By faith, he sojourned in
the land of promise as in a strange country, dwelling in tabernacles with Isaac
and Jacob, the heirs with him of the same promise. For he
looked for a city which hath foundations, whose builder and maker is God. Verse 13:
These all died in faith, not having received the promises, but having seen them
afar off and were persuaded of them and embraced them and confessed that they
were strangers and pilgrims on the earth.
For they that say such things declare plainly that they seek a country. And truly,
if they had been mindful of the country where whence they came out, my might
have had opportunity to return, but now they desire a better country. That is, a
heavenly. Wherefore, God is not ashamed
to be called their God for he hath prepared for them that city. Remember
reading up here in verse 10: He looked
for a city which hath foundation whose builder and maker is God. Wherefore, God is not ashamed to be called their
God for he hath prepared for them that heavenly city. By faith,
Abraham, when he was tried, offered up Isaac.

**Extracted material**

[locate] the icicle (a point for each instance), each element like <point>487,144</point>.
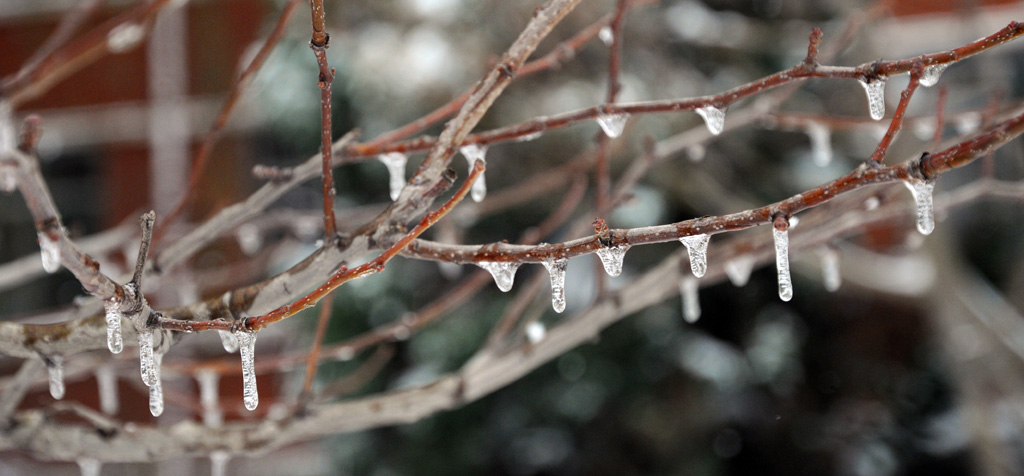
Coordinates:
<point>395,163</point>
<point>820,137</point>
<point>931,75</point>
<point>536,332</point>
<point>611,258</point>
<point>738,269</point>
<point>89,466</point>
<point>503,271</point>
<point>696,248</point>
<point>218,463</point>
<point>249,238</point>
<point>208,381</point>
<point>612,124</point>
<point>472,153</point>
<point>247,348</point>
<point>50,253</point>
<point>691,301</point>
<point>714,118</point>
<point>228,341</point>
<point>922,190</point>
<point>54,371</point>
<point>107,383</point>
<point>876,97</point>
<point>556,269</point>
<point>829,269</point>
<point>782,263</point>
<point>114,315</point>
<point>157,388</point>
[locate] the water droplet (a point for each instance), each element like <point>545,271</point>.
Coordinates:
<point>829,269</point>
<point>782,263</point>
<point>612,124</point>
<point>714,118</point>
<point>536,332</point>
<point>113,309</point>
<point>876,97</point>
<point>556,269</point>
<point>612,257</point>
<point>503,271</point>
<point>50,253</point>
<point>247,348</point>
<point>931,75</point>
<point>691,301</point>
<point>820,137</point>
<point>54,371</point>
<point>696,248</point>
<point>228,341</point>
<point>395,163</point>
<point>922,191</point>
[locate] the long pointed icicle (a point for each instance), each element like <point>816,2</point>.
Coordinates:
<point>247,348</point>
<point>696,248</point>
<point>556,269</point>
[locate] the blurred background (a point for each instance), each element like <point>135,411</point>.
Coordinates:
<point>913,366</point>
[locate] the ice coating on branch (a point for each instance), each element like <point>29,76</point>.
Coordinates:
<point>829,269</point>
<point>782,263</point>
<point>157,388</point>
<point>612,124</point>
<point>472,153</point>
<point>931,75</point>
<point>228,341</point>
<point>714,118</point>
<point>503,271</point>
<point>820,137</point>
<point>611,258</point>
<point>556,269</point>
<point>113,309</point>
<point>50,253</point>
<point>247,348</point>
<point>208,381</point>
<point>54,373</point>
<point>691,301</point>
<point>922,191</point>
<point>107,383</point>
<point>876,97</point>
<point>536,332</point>
<point>395,163</point>
<point>696,248</point>
<point>738,269</point>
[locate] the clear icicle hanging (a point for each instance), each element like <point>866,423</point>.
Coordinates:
<point>247,348</point>
<point>782,260</point>
<point>228,341</point>
<point>556,269</point>
<point>612,124</point>
<point>54,373</point>
<point>930,77</point>
<point>395,163</point>
<point>472,153</point>
<point>738,269</point>
<point>503,272</point>
<point>691,302</point>
<point>611,258</point>
<point>50,253</point>
<point>112,307</point>
<point>820,137</point>
<point>696,248</point>
<point>714,118</point>
<point>107,384</point>
<point>876,97</point>
<point>830,276</point>
<point>922,191</point>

**Written exercise**
Can you reproduce, word for word and in full, the passage above the listing about Abraham's faith and the heavenly country?

**Final answer**
By faith, he sojourned in
the land of promise as in a strange country, dwelling in tabernacles with Isaac
and Jacob, the heirs with him of the same promise. For he
looked for a city which hath foundations, whose builder and maker is God. Verse 13:
These all died in faith, not having received the promises, but having seen them
afar off and were persuaded of them and embraced them and confessed that they
were strangers and pilgrims on the earth.
For they that say such things declare plainly that they seek a country. And truly,
if they had been mindful of the country where whence they came out, my might
have had opportunity to return, but now they desire a better country. That is, a
heavenly. Wherefore, God is not ashamed
to be called their God for he hath prepared for them that city. Remember
reading up here in verse 10: He looked
for a city which hath foundation whose builder and maker is God. Wherefore, God is not ashamed to be called their
God for he hath prepared for them that heavenly city. By faith,
Abraham, when he was tried, offered up Isaac.